◆ Page:
+---+
Prasthanatrayi Swaminarayan Bhashyam (Study)

by Sadhu Gyanananddas | 2021 | 123,778 words

This page relates ‘4.4a. Grace to Pramanas: The Divine Birth on Earth’ of the study on the Prasthanatrayi Swaminarayan Bhashyam in Light of Swaminarayan Vachanamrut (Vacanamrita). His 18th-century teachings belong to Vedanta philosophy and were compiled as the Vacanamrita, revolving around the five ontological entities of Jiva, Ishvara, Maya, Aksharabrahman, and Parabrahman. Roughly 200 years later, Bhadreshdas composed a commentary (Bhasya) correlating the principles of Vachanamrut.

4.4a. Grace to Pramāṇas: The Divine Birth on Earth

When we meticulously study the Prasthānatrayī Svāminārāyaṇa Bhāṣya and the Vacanāmṛta, we clearly discover one fundamental fact that both scriptures accept the grace of Parabrahman as the most significant factor to attain the knowledge of the eternal entities. In addition to this, they both accept that the seeker can obtain this knowledge in his very life and Parabrahman discloses his true form for him; at this point, we can say there must be Parabrahman in the human form. From both points of perspective, the knowledge is nothing else but of the manifest form of Parabrahman on earth. In the field of epistemology, it is a novel contribution indeed.
+---+
◆ Information supplied:
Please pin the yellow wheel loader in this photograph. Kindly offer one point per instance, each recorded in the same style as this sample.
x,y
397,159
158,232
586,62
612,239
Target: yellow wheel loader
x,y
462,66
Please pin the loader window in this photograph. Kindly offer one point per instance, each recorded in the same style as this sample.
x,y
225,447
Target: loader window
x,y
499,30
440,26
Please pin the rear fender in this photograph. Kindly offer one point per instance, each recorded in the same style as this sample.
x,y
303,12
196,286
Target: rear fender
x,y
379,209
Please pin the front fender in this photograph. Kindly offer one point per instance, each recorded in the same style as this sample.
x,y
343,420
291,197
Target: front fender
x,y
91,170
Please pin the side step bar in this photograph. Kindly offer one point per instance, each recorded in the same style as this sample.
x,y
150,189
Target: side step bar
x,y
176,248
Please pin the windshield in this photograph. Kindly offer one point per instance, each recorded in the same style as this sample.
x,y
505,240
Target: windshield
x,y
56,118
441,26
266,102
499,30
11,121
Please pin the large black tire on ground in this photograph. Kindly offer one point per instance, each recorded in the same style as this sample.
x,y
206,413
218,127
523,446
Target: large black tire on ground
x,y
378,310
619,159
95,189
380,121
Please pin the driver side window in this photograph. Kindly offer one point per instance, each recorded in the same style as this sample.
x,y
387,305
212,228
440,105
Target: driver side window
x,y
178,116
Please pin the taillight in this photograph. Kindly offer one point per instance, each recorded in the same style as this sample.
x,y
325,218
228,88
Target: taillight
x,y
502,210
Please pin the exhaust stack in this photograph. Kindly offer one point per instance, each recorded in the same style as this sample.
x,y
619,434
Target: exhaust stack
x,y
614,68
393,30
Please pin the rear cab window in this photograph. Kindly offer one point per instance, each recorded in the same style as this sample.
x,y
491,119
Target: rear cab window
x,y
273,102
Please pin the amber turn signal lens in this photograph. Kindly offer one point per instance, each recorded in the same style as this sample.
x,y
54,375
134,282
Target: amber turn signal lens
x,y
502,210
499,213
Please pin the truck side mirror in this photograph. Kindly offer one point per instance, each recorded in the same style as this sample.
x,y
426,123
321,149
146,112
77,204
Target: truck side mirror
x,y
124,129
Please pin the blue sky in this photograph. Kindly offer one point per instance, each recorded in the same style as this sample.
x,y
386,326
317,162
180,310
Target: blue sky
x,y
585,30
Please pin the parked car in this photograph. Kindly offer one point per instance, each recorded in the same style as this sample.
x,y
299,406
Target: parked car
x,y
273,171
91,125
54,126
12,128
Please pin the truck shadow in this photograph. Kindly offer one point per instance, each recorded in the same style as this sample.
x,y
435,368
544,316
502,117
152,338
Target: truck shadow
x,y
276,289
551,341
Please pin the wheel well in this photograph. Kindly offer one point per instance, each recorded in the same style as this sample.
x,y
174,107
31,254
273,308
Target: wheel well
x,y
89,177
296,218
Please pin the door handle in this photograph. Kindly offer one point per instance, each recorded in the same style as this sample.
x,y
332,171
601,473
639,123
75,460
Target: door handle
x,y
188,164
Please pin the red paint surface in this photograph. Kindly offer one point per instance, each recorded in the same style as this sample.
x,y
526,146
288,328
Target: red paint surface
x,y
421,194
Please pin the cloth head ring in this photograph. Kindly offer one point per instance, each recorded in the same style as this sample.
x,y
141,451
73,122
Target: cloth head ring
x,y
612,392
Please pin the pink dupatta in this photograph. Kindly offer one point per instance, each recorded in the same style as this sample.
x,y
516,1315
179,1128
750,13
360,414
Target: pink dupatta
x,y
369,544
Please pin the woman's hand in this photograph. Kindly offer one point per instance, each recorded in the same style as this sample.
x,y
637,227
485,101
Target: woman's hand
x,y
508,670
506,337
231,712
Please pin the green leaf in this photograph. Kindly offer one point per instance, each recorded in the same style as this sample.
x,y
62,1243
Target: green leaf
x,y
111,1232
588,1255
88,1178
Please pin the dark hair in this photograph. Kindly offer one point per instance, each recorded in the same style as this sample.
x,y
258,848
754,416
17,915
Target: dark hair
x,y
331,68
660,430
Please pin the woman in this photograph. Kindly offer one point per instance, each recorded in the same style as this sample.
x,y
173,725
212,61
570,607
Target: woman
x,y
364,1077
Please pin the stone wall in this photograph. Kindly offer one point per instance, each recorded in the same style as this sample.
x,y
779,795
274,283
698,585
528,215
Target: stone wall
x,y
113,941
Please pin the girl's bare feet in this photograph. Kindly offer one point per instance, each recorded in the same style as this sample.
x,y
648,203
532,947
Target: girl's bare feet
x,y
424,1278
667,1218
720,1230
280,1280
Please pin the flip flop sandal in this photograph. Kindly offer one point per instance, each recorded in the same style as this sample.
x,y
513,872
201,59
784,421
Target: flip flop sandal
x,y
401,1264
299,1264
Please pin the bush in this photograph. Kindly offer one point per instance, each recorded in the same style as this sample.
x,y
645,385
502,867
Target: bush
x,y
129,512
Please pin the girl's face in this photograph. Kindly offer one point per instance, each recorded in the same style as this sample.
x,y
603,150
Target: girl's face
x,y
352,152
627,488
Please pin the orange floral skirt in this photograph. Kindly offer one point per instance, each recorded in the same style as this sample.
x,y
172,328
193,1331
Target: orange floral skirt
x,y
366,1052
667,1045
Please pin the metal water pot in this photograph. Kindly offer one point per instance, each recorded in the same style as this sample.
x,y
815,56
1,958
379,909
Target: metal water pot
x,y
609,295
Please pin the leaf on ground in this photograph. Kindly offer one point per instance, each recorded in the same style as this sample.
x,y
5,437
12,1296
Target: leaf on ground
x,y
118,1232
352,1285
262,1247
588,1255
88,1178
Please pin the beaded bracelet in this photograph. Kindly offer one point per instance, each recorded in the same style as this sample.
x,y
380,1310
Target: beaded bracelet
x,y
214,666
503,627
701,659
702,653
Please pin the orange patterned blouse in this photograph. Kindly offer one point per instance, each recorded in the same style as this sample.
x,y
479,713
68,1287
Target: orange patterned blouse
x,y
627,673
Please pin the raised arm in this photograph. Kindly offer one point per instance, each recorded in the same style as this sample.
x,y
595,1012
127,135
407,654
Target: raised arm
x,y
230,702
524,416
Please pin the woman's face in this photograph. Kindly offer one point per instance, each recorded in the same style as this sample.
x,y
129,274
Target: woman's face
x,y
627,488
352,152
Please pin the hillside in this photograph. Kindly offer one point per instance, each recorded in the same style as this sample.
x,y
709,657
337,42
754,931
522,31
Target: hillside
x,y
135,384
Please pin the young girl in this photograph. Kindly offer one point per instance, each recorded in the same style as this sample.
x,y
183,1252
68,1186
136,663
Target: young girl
+---+
◆ What is expected:
Quote in full the page on the Prasthanatrayi Swaminarayan Bhashyam given above, word for word and with nothing left out.

◆ Solution to this exercise:
Prasthanatrayi Swaminarayan Bhashyam (Study)

by Sadhu Gyanananddas | 2021 | 123,778 words

This page relates ‘4.4a. Grace to Pramanas: The Divine Birth on Earth’ of the study on the Prasthanatrayi Swaminarayan Bhashyam in Light of Swaminarayan Vachanamrut (Vacanamrita). His 18th-century teachings belong to Vedanta philosophy and were compiled as the Vacanamrita, revolving around the five ontological entities of Jiva, Ishvara, Maya, Aksharabrahman, and Parabrahman. Roughly 200 years later, Bhadreshdas composed a commentary (Bhasya) correlating the principles of Vachanamrut.

4.4a. Grace to Pramāṇas: The Divine Birth on Earth

When we meticulously study the Prasthānatrayī Svāminārāyaṇa Bhāṣya and the Vacanāmṛta, we clearly discover one fundamental fact that both scriptures accept the grace of Parabrahman as the most significant factor to attain the knowledge of the eternal entities. In addition to this, they both accept that the seeker can obtain this knowledge in his very life and Parabrahman discloses his true form for him; at this point, we can say there must be Parabrahman in the human form. From both points of perspective, the knowledge is nothing else but of the manifest form of Parabrahman on earth. In the field of epistemology, it is a novel contribution indeed.